Text provided:

<<<<

Ryzen: Strictly technical

Borf · Apr 6, 2017

Kromaatikse said:
Of course not. There's no iGPU, so there's no display signal to send.

Of course I'm referring to the APUs.
I had incorrectly assumed that the HDMI on AM4 was limited to 1.4. For a HTPC this is not an option, but I now see some boards support HDMI 2.0.

Kromaatikse · Apr 6, 2017

Given that this is a desktop platform, I would expect only dedicated display output ports to be used.

I honestly don't know how "alternate mode" outputs work in laptops. In all probability, they just multiplex an actual display output onto the same physical wires.

gtbtk · Apr 6, 2017

CatMerc said:
That would mean DF running at double memory clock would it not?
3200MT/s memory, AKA 1600MHz, would be 51.2GB/s right now. I don't see 6400MT/s memory coming anytime soon, so we have to be talking higher data fabric speeds.

Problem is that the frequency is 1/2 of actual memory frequency, in spite of what the OP stated in this post - please see LClk in the AMD produced slide below.

Using 3200Mhz RAM would give you DF bandwidth of 32Bytes * 800000 cycles = 25.6GBs is the maximum throughput that this design has to the memory, or the PCIe bus, or in between the CCX modules.

Those bottlenecks are the reason that the Gaming performance hits a ceiling with fast GPUs, particularly when you only have 2133 or 2400Mhz Ram installed. The IO hub expects to be getting 22.5GBs of when if you are using 2400Mhz Ram, there is only 19.5GBs available between the CPU and the IO hub, and that is assuming that the CPU/GPU is not actually trying to access memory, storage or swap threads at the same time it is also trying to send data to the GPU.

It also indicates that the Aida64 memory benchmarks are including the L1, L2 and L3 cache performance in what it claims is the memory performance benchmark results inflating the benchmark scores over what can actually be written to the RAM sticks. I can only assume that it is also doing that with Intel chips

If you increase the design to use 8 memory controllers (4 x the 2 that exist now), you get the 100GBs but each module is still going to be connected with 32Bytes per cycle interconnects unless there is a way to overclock the Data Fabric to run at a higher ratio of ram frequency.

JimmiG · Apr 6, 2017

w3rd said:
Have you though about trying a few consecutive cold reboots in a row..?

>>>>

Data section:
<<<<

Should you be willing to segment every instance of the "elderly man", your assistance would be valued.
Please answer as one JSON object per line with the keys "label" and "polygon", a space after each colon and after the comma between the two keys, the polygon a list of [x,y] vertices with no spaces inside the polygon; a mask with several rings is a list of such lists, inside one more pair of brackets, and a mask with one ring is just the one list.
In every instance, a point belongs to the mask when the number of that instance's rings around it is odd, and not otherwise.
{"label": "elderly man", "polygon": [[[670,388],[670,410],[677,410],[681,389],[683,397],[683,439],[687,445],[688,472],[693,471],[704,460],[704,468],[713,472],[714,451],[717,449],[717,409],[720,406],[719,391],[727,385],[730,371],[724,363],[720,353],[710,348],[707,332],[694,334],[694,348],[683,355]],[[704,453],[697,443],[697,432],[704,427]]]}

>>>>

Direction 1:
Answer these from the Ryzen thread, one line each:
(a) What HDMI version had Borf wrongly assumed AM4 was limited to?
(b) According to gtbtk, what DF bandwidth would 3200Mhz RAM give?
(c) Which memory benchmarks does gtbtk say include L1, L2 and L3 cache performance in their results?
Direction 2:
Output the passage of the Ryzen thread starting with "I had incorrectly" and going on through "same physical wires.".

Answer 1:
(a) HDMI 1.4
(b) 25.6GBs
(c) The Aida64 memory benchmarks

Answer 2:
I had incorrectly assumed that the HDMI on AM4 was limited to 1.4. For a HTPC this is not an option, but I now see some boards support HDMI 2.0.

Kromaatikse · Apr 6, 2017

Given that this is a desktop platform, I would expect only dedicated display output ports to be used.

I honestly don't know how "alternate mode" outputs work in laptops. In all probability, they just multiplex an actual display output onto the same physical wires.